• [What needs to be done]:
The response should be an exact transcription of the data below, free of images.

• [Dataset records]:
══════════

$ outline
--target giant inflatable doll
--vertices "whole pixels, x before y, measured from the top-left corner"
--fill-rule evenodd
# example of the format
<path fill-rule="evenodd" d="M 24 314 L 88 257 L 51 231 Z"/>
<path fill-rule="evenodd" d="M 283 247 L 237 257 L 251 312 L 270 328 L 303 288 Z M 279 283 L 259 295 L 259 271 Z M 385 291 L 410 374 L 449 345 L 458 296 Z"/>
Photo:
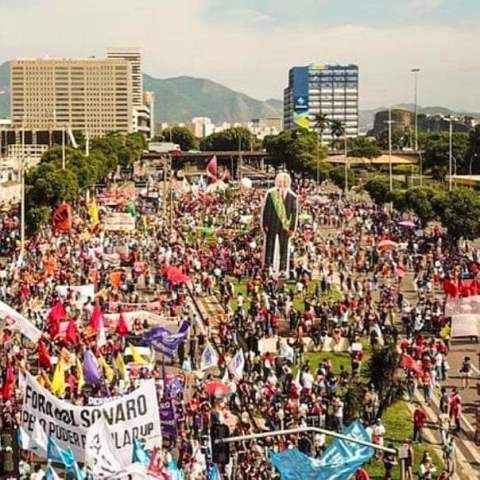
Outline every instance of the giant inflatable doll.
<path fill-rule="evenodd" d="M 275 177 L 275 187 L 267 191 L 262 209 L 264 267 L 288 276 L 290 239 L 297 228 L 297 196 L 290 189 L 288 173 Z"/>

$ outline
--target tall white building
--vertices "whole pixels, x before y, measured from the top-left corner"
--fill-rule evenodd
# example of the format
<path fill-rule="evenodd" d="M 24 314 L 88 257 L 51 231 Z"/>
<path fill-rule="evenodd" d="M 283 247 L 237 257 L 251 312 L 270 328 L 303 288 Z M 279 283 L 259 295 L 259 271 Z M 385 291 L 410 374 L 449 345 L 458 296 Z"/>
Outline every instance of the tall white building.
<path fill-rule="evenodd" d="M 143 107 L 143 52 L 140 48 L 108 48 L 107 58 L 127 60 L 131 65 L 132 105 Z"/>
<path fill-rule="evenodd" d="M 358 66 L 311 64 L 289 71 L 284 90 L 284 128 L 315 130 L 315 118 L 326 115 L 346 128 L 348 137 L 358 135 Z M 331 140 L 327 126 L 323 140 Z"/>

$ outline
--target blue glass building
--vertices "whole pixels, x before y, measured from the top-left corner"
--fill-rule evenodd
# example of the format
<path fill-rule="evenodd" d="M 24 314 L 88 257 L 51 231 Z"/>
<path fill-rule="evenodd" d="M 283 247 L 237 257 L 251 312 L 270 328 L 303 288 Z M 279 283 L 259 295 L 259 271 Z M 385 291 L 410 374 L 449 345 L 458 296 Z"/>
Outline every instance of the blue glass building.
<path fill-rule="evenodd" d="M 293 67 L 284 90 L 284 128 L 314 129 L 322 113 L 339 120 L 348 137 L 358 135 L 358 66 L 311 64 Z M 328 142 L 327 128 L 323 140 Z"/>

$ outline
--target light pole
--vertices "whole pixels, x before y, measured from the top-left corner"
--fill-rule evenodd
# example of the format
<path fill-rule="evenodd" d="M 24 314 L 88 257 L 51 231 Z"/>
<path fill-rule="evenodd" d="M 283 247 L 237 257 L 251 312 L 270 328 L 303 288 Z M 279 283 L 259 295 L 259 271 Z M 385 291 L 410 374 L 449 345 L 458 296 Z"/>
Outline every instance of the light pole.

══════════

• [Answer to this task]:
$ outline
--target giant inflatable doll
--vertices "whole pixels, x before y, measured from the top-left corner"
--fill-rule evenodd
# example of the format
<path fill-rule="evenodd" d="M 24 314 L 88 257 L 51 231 Z"/>
<path fill-rule="evenodd" d="M 283 247 L 237 257 L 251 312 L 270 328 L 303 288 Z M 279 283 L 259 295 L 259 271 Z M 385 291 L 410 374 L 449 345 L 458 296 Z"/>
Photo:
Outline every instance of the giant inflatable doll.
<path fill-rule="evenodd" d="M 275 177 L 275 187 L 267 191 L 262 209 L 264 267 L 288 276 L 290 239 L 297 228 L 297 196 L 290 189 L 288 173 Z"/>

$ outline
--target tall white building
--vertices "whole pixels, x before y, measured from the top-left corner"
--fill-rule evenodd
# example of the format
<path fill-rule="evenodd" d="M 24 314 L 88 257 L 51 231 Z"/>
<path fill-rule="evenodd" d="M 283 247 L 237 257 L 251 312 L 270 328 L 303 288 Z M 279 283 L 259 295 L 259 271 Z M 385 291 L 410 374 L 449 345 L 458 296 Z"/>
Outline every instance of the tall white building.
<path fill-rule="evenodd" d="M 143 107 L 143 52 L 140 48 L 108 48 L 107 58 L 127 60 L 131 65 L 132 105 Z"/>
<path fill-rule="evenodd" d="M 358 66 L 311 64 L 289 71 L 284 90 L 284 128 L 315 130 L 315 118 L 326 115 L 346 128 L 348 137 L 358 135 Z M 331 140 L 327 126 L 323 140 Z"/>

$ outline
--target blue glass building
--vertices "whole pixels, x before y, measured from the top-left corner"
--fill-rule evenodd
# example of the format
<path fill-rule="evenodd" d="M 24 314 L 88 257 L 51 231 Z"/>
<path fill-rule="evenodd" d="M 283 247 L 237 257 L 251 312 L 270 328 L 303 288 Z M 279 283 L 259 295 L 259 271 Z M 385 291 L 410 374 L 449 345 L 458 296 Z"/>
Outline every instance of the blue glass building.
<path fill-rule="evenodd" d="M 293 67 L 284 90 L 284 128 L 314 129 L 322 113 L 339 120 L 348 137 L 358 135 L 358 66 L 311 64 Z M 328 142 L 327 128 L 323 140 Z"/>

$ outline
--target light pole
--vertices "whole pixels, x before y, measured from the top-left corner"
--fill-rule evenodd
# example of the format
<path fill-rule="evenodd" d="M 24 314 L 88 257 L 51 231 Z"/>
<path fill-rule="evenodd" d="M 283 247 L 237 257 L 251 312 L 270 328 L 303 288 Z M 279 283 L 259 295 L 259 271 Z M 385 291 L 410 374 L 449 345 L 458 296 Z"/>
Outline every instance of the light pole.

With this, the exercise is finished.